Extracted material
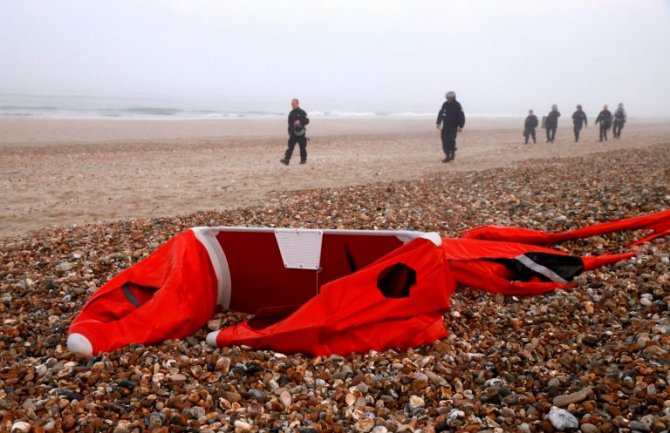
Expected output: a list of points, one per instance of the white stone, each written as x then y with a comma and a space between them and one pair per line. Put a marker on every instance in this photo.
561, 419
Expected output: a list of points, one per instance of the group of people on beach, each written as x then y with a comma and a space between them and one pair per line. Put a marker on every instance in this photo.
605, 119
450, 121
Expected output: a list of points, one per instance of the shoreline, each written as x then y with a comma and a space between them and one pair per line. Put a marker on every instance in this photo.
88, 174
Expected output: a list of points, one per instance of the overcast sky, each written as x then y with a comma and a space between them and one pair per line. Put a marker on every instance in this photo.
396, 55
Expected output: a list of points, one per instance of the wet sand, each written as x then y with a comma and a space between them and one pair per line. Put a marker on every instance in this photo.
65, 172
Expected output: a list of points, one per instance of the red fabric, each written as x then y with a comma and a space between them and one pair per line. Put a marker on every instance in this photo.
658, 223
184, 299
176, 288
352, 315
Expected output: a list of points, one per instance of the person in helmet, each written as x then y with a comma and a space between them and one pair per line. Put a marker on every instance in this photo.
297, 120
450, 119
551, 123
619, 120
605, 120
529, 126
578, 120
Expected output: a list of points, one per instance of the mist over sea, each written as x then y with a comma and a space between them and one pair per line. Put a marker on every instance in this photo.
150, 107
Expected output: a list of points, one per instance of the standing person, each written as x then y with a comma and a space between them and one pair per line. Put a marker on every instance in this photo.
297, 120
605, 120
619, 119
552, 123
529, 126
450, 119
578, 120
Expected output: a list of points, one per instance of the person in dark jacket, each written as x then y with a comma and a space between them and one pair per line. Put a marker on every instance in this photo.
529, 126
619, 119
551, 123
451, 120
297, 120
605, 120
578, 121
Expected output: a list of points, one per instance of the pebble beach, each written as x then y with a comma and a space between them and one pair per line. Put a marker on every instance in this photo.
595, 358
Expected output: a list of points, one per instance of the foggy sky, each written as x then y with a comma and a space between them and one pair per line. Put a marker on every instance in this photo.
393, 55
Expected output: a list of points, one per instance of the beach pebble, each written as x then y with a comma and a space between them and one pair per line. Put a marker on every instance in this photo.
20, 427
562, 420
575, 397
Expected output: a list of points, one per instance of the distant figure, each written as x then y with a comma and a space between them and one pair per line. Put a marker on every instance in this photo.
605, 120
578, 120
529, 126
451, 120
619, 119
551, 123
297, 120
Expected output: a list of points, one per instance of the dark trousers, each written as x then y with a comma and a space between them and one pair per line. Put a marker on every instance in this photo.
529, 133
551, 134
302, 142
577, 129
616, 131
603, 132
449, 141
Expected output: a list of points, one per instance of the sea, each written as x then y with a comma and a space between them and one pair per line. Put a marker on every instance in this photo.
149, 107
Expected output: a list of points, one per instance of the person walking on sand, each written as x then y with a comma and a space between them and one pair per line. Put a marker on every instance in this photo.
551, 123
450, 119
605, 120
529, 126
578, 120
297, 120
619, 119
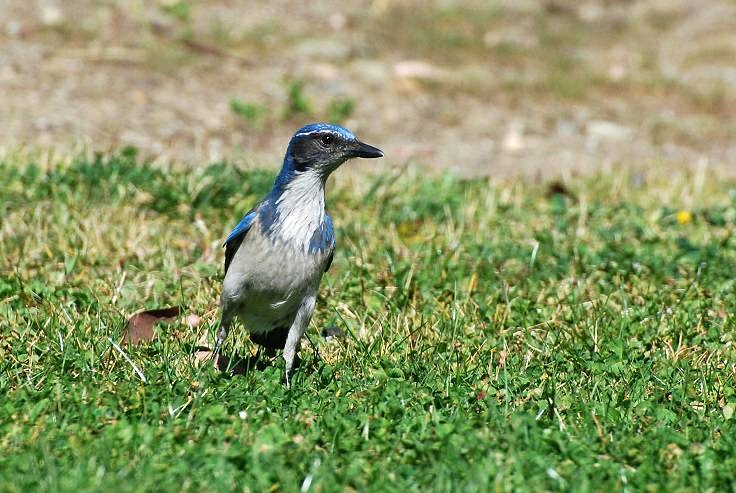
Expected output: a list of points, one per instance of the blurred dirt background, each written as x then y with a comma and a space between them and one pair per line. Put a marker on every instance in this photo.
530, 87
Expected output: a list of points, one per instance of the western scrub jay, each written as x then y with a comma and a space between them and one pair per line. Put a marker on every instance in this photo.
276, 256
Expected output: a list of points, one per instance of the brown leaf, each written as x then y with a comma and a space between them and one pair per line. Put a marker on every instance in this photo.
559, 188
140, 325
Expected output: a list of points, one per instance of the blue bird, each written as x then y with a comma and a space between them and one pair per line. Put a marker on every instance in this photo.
276, 256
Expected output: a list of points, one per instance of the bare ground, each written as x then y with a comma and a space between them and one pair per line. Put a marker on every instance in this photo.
537, 88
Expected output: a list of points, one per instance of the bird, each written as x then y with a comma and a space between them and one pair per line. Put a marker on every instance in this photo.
277, 254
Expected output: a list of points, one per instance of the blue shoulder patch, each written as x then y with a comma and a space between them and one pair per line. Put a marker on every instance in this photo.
235, 238
242, 227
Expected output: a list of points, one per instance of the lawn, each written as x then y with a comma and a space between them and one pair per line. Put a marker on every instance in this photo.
498, 335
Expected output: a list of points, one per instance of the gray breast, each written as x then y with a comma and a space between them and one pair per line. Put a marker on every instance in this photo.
268, 279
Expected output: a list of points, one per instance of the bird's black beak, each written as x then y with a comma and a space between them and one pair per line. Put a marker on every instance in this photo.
359, 149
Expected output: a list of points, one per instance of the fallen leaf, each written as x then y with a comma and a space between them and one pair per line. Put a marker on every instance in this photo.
140, 325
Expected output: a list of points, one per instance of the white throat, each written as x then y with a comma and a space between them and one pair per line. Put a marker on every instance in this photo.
301, 210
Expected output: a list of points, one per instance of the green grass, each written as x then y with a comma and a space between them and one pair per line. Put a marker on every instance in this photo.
499, 337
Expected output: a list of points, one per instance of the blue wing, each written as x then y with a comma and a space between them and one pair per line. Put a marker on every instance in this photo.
235, 238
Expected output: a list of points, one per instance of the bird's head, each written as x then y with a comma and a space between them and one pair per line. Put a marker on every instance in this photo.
322, 147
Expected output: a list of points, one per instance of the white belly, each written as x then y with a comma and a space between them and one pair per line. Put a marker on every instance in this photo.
266, 282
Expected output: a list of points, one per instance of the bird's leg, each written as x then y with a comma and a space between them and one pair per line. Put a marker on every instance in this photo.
301, 321
314, 346
221, 336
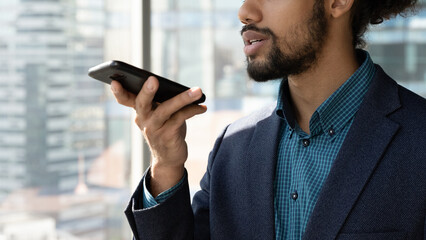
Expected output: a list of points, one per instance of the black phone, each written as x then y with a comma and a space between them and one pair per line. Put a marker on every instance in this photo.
133, 78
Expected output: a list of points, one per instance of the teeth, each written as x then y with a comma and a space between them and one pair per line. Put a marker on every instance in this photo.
255, 41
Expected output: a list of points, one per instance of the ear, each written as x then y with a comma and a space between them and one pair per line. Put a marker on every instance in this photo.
339, 8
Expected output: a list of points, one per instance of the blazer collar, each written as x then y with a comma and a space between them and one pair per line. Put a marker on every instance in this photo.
259, 189
367, 140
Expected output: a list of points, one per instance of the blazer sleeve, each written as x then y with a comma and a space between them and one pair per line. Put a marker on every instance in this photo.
174, 218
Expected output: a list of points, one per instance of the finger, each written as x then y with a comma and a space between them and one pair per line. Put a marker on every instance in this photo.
122, 96
168, 108
179, 118
144, 100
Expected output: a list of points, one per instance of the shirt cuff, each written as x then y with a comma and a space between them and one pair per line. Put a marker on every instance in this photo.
149, 201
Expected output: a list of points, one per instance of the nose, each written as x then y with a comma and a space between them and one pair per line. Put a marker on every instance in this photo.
250, 12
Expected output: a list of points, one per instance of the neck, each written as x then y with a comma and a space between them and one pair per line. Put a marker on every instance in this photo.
310, 89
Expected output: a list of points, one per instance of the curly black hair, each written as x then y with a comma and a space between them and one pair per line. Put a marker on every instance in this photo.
366, 12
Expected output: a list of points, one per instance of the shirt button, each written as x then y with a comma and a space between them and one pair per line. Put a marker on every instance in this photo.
294, 196
306, 142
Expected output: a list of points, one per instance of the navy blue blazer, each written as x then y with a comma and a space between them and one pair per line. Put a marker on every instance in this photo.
376, 188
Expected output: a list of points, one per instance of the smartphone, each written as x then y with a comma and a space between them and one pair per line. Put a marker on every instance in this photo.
133, 78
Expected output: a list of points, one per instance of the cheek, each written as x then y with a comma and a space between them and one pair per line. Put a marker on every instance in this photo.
282, 16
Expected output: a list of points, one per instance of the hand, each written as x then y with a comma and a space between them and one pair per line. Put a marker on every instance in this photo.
164, 129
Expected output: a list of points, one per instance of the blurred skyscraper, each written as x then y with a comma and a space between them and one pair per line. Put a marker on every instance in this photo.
56, 122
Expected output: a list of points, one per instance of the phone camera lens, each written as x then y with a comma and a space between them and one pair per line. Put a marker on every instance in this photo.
117, 77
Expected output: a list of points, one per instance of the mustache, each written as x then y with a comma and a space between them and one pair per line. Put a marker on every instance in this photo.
252, 27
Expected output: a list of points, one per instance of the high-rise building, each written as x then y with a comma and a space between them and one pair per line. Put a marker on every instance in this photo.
57, 158
50, 111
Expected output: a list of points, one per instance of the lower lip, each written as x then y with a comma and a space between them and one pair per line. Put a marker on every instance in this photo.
251, 50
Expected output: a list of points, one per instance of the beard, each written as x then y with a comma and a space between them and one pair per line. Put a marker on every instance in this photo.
303, 49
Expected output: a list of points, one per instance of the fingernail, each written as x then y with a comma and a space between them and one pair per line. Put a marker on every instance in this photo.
113, 89
194, 92
150, 85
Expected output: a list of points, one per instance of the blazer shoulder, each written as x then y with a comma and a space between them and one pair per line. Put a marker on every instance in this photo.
413, 107
250, 121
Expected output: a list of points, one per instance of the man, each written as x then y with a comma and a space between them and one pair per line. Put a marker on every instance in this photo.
340, 156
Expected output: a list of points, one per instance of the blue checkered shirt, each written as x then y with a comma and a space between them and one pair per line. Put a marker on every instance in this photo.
304, 161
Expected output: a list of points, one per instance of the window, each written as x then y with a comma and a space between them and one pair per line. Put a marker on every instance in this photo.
64, 141
198, 43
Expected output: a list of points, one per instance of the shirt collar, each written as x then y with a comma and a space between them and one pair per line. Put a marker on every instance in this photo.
333, 114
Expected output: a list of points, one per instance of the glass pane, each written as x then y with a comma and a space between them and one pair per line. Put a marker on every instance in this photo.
198, 43
64, 142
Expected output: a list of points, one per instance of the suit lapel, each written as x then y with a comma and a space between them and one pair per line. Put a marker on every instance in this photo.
261, 160
365, 144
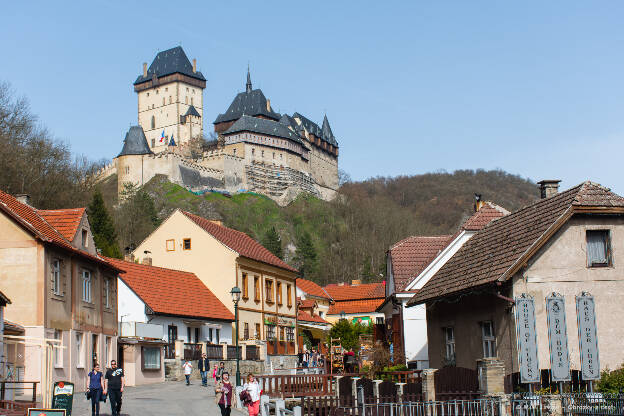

Task
How many lines in the listing above contain the string "fingernail", with case counting? Reply with the number alone.

Output of the task
1